## Brief 1
Can you copy out the whole text on beautiful places in Japan word for word?

## Text
----------

Japan is one of our favourite destinations in Asia by far. In Japan you can find the perfect blend of history, cultural heritage and modern comfort. When you’re planning a visit to Japan, it’s quite hard to decide where to go, since there are so many places that are worth your time. There are a lot of popular places that definitely should be included in your itinerary. However, there are also a lot lesser known temples, shrines and towns that are worth a visit. For this post I’ve asked various travel bloggers to share what they think is the most beautiful place in Japan. It resulted in this article with the 25 Most Beautiful Places in Japan with both popular and more off the beaten track destinations.
Use this list as inspiration for your trip. Of course, it’s not set in stone that these 25 spots are the best places to visit in Japan. However, they really are some great recommendations that you should take into consideration when you’re planning your trip! Enjoy!
25 Most Beautiful places in Japan
1. Chureito Pagoda at Mount Fuji
One of the most beautiful places in Japan is definitely Mount Fuji. Mount Fuji is the highest mountain in Japan and one of the country’s iconic landmarks. One of the most beautiful spots to admire Mount Fuji is definitely at the Chureito Pagoda. This pagoda overlooks Fujiyoshida City and has Mount Fuji as the perfect backdrop. Especially in the cherry blossom season in mid April it’s an incredible sight to see. But, we were there just a bit after this season and as you can see on the photo above it was still absolutely gorgeous!

----------

## Brief 2
Could you arrange the stretch of the listing below, from the line that contains "of the wooden" through the line that contains "Query: wooden post", as a numbered list with blank lines left out?

[Point placement listing]
----------

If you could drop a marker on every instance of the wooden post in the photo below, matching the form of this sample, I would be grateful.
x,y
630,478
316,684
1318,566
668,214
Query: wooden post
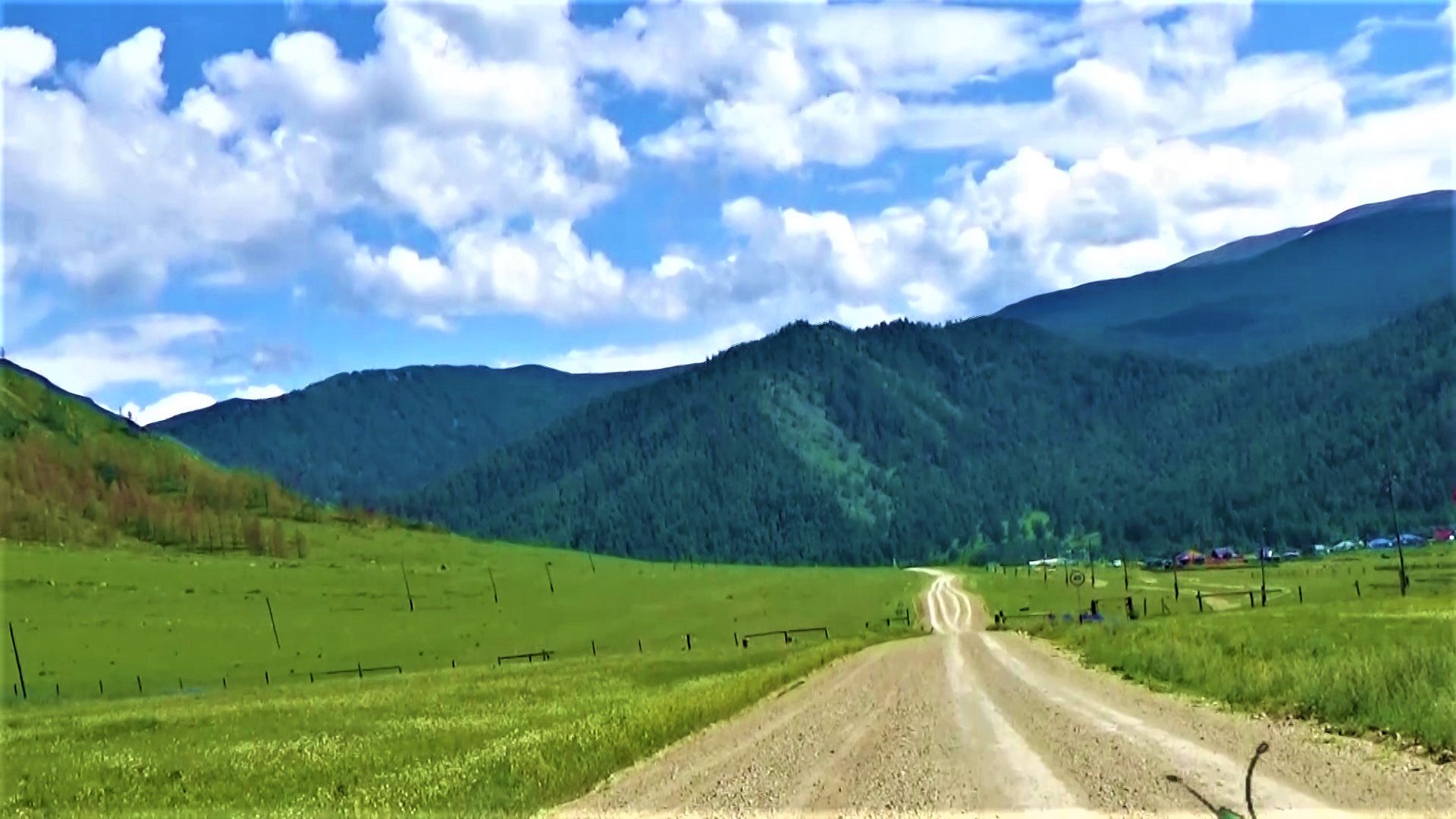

----------

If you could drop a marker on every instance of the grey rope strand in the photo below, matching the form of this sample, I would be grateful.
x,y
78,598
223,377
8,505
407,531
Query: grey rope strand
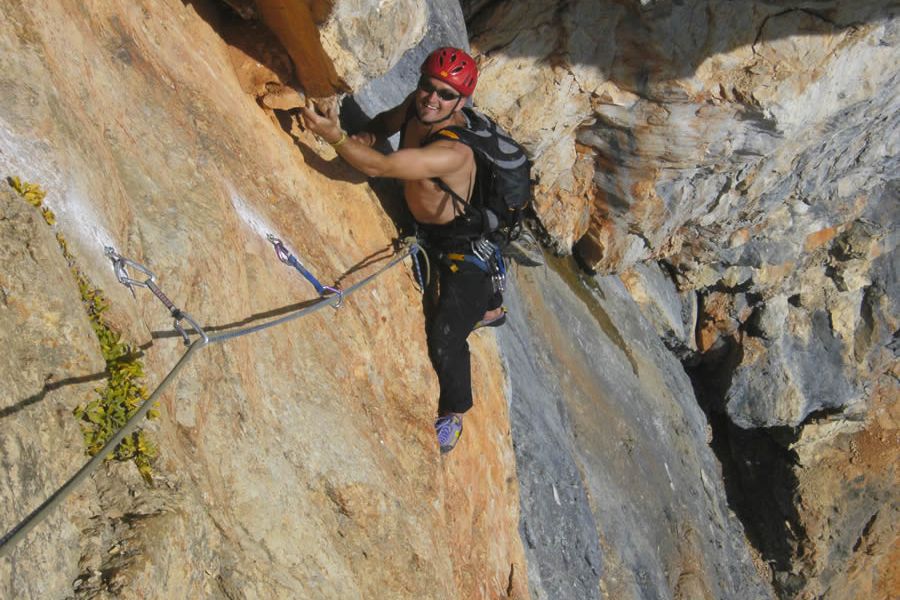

----------

## Task output 1
Japan is one of our favourite destinations in Asia by far. In Japan you can find the perfect blend of history, cultural heritage and modern comfort. When you’re planning a visit to Japan, it’s quite hard to decide where to go, since there are so many places that are worth your time. There are a lot of popular places that definitely should be included in your itinerary. However, there are also a lot lesser known temples, shrines and towns that are worth a visit. For this post I’ve asked various travel bloggers to share what they think is the most beautiful place in Japan. It resulted in this article with the 25 Most Beautiful Places in Japan with both popular and more off the beaten track destinations.
Use this list as inspiration for your trip. Of course, it’s not set in stone that these 25 spots are the best places to visit in Japan. However, they really are some great recommendations that you should take into consideration when you’re planning your trip! Enjoy!
25 Most Beautiful places in Japan
1. Chureito Pagoda at Mount Fuji
One of the most beautiful places in Japan is definitely Mount Fuji. Mount Fuji is the highest mountain in Japan and one of the country’s iconic landmarks. One of the most beautiful spots to admire Mount Fuji is definitely at the Chureito Pagoda. This pagoda overlooks Fujiyoshida City and has Mount Fuji as the perfect backdrop. Especially in the cherry blossom season in mid April it’s an incredible sight to see. But, we were there just a bit after this season and as you can see on the photo above it was still absolutely gorgeous!

## Task output 2
1. If you could drop a marker on every instance of the wooden post in the photo below, matching the form of this sample, I would be grateful.
2. x,y
3. 630,478
4. 316,684
5. 1318,566
6. 668,214
7. Query: wooden post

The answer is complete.